- BRIEF -
Copy these lines back word for word, omitting the pictures.

****

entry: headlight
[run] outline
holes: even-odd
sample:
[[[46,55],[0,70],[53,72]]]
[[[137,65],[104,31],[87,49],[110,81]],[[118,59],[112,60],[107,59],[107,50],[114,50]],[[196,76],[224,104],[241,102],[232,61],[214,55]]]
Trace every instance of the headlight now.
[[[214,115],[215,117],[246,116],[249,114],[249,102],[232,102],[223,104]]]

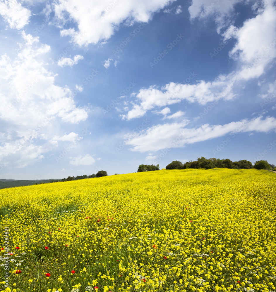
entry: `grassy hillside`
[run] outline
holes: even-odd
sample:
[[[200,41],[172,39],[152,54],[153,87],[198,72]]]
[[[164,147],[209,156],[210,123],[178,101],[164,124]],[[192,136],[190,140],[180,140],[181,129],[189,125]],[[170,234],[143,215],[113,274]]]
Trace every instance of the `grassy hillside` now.
[[[32,185],[35,184],[47,183],[56,180],[0,180],[0,189],[14,187],[21,187],[26,185]]]
[[[0,287],[274,291],[275,193],[273,173],[224,168],[0,190]]]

****

- FULL OUTPUT -
entry: headlight
[run] outline
holes: even-odd
sample:
[[[46,55],[0,70],[53,72]]]
[[[137,65],[104,31],[87,49],[110,81]],[[118,59],[112,60],[107,59],[107,50],[114,50]],[[196,76],[224,104],[241,102],[232,61],[214,55]]]
Trace every instance of the headlight now.
[[[214,115],[215,117],[246,116],[249,114],[249,102],[232,102],[223,104]]]

entry: `grassy hillside`
[run] outline
holes: even-odd
sample:
[[[200,41],[172,39],[152,54],[153,87],[198,72]]]
[[[164,147],[209,156],[210,123],[178,101],[164,124]],[[192,136],[190,140],[180,140],[181,129],[189,125]],[[170,234],[143,215],[113,274]]]
Trace every instance of the `grassy hillside` now.
[[[32,185],[35,184],[47,183],[56,180],[0,180],[0,189],[14,187],[21,187],[26,185]]]
[[[0,287],[274,291],[275,193],[273,173],[224,168],[0,190]]]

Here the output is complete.